Tina Stoltzfus Schlabach spends a lot of time inside Eloy Detention Center.

Schlabach is there by choice, and she can leave whenever she wants. She chooses to return as part of a group of visitors time and time again to be watched by a guard in a gray visitation room while she talks, laughs and sometimes cries with women being held in the immigration detention center.

Eloy Detention Center is a for-profit prison-like facility that houses around 1,400 immigrants from various countries. Schlabach is part of a community visitation program run through Casa Mariposa, an organization in the Tucson area working to provide support and restoration for immigrants and their families.

This organization coordinates groups, in Schlabach’s case a group of about 15 people, to regularly visit detention centers. It is also supported by Shalom Mennonite Fellowship, where Schlabach co-pastors part-time.

Schlabach had no immediate employment plans when she moved back to Tucson from Goshen in the summer of 2012 with her husband, Jay, and youngest son, Thomas. Having been a part of the pastoral team at Waterford Mennonite Church in Goshen for nine years, Schlabach decided to take a break from pastoring and pursue other ways to get involved in their newfound community.

“I was especially interested in interfaith groups, or groups that held some kind of spirituality element to their work,” she said. This is when she became connected with Casa Mariposa. Schlabach describes it as “a welcoming, evolving community with a spiritual awareness.” They have a large house where they offer hospitality to migrants or others needing temporary housing.

Three years after their move, Schlabach began co-pastoring at Shalom Mennonite.

“It was important to me to work part-time at pastoring so that I could keep my commitments in the wider community,” she said.

The intersection of spirituality and social justice work is important to Schlabach.

“We as Mennonite Christians are committed to love our neighbors according to Jesus’ stories about what this means—loving across boundaries, loving the stranger, loving the vulnerable, loving those who are in need and taking risks to do so.”

She also believes that as someone who has benefited from white privilege her whole life, she must listen to the stories of her sisters and brothers who have suffered because of the same systems that she benefited from.

“I need to learn from their wisdom, their experiences, their way of doing the work that I’d like to learn to do, as we come together in community,” she said.

Schlabach is quick to point out the injustices rooted deep in our immigration system, like how Congress recently passed a law which mandates that these “beds” in immigration detention must be paid for daily with taxpayer dollars.

“We need to educate ourselves about immigration detention,” she said. “We need to provide, as communities, humane ways of supporting immigrants who are in immigration proceedings so that they do not need to be separated from their families and isolated behind bars, treated as criminals.”
▬▬▬▬▬▬
■ Exercise 1:
From the profile of Tina Stoltzfus Schlabach, list every organization or congregation she is described as serving or taking part in.
■ Exercise 2:
Write a continuation of the profile of Tina Stoltzfus Schlabach and her visits to Eloy Detention Center, beginning after its final sentence.

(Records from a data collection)
▬▬▬▬▬▬
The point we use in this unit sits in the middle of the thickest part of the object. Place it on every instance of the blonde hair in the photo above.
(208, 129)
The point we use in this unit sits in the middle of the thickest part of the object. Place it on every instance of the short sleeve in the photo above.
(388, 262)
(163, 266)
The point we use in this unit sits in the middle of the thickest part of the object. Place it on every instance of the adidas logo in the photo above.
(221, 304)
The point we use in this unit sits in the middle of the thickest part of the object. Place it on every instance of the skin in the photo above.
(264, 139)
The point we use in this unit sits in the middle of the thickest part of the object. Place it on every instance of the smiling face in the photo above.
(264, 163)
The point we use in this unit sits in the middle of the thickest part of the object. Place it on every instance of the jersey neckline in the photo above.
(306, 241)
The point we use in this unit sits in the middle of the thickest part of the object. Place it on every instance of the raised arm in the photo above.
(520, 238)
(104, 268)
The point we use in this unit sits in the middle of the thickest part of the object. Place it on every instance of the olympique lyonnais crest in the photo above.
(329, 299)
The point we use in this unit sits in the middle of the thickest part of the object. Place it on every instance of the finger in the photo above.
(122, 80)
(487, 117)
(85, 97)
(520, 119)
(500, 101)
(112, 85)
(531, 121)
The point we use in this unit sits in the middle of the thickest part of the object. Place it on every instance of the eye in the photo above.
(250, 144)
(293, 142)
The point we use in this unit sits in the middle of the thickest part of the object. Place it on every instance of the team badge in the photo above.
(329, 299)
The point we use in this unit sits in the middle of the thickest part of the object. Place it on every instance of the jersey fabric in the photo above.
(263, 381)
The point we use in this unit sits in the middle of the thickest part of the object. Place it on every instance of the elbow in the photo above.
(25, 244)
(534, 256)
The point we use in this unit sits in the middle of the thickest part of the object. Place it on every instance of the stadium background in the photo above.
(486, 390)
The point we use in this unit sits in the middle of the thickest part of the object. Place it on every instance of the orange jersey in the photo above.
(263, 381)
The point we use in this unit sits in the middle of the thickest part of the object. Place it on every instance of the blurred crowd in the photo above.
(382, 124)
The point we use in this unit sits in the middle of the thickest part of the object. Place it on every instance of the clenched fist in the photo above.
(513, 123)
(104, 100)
▬▬▬▬▬▬
■ Output 1:
Casa Mariposa, Shalom Mennonite Fellowship, Waterford Mennonite Church

■ Output 2:
Schlabach has many powerful stories that have come from relationships built with those currently housed in Eloy Detention Center. Most are fearing deportation and fighting to stay in the country, and most have children or other family members in the United States.

Recent political events in the United States have had direct impact not only on immigrants across the country, but on Schlabach’s community in Arizona as well. Schlabach talks about how visitation at Eloy Detention Center has become increasingly difficult since the Trump administration took office, as more restrictions are being put in place.

“There is more anxiety in our community,” she says, “with more random apprehensions and deportations, even of some DACA holders.” She also mentions the rising sanctuary movement, as communities and churches pledge to stand with those who are vulnerable because of new policies being enacted from the Trump administration.

But, despite an increasing sense of fear and uncertainty for many immigrant communities and their neighbors, Schlabach says that the work is worth it.

“The relationships and friendships have enriched my life and my faith so very much,” she says. She talks about those who, upon release from detention centers, continue to return and visit others still inside. “Of course they are a huge encouragement to those they visit, because they have lived the experience,” she says.

Schlabach wraps up a recent blog post by saying, “When we visit, when we write letters back and forth, when we take time to listen to the stories of these women—even when it is hard to hear them—love finds its way through the walls and barbed wire of immigration prison.”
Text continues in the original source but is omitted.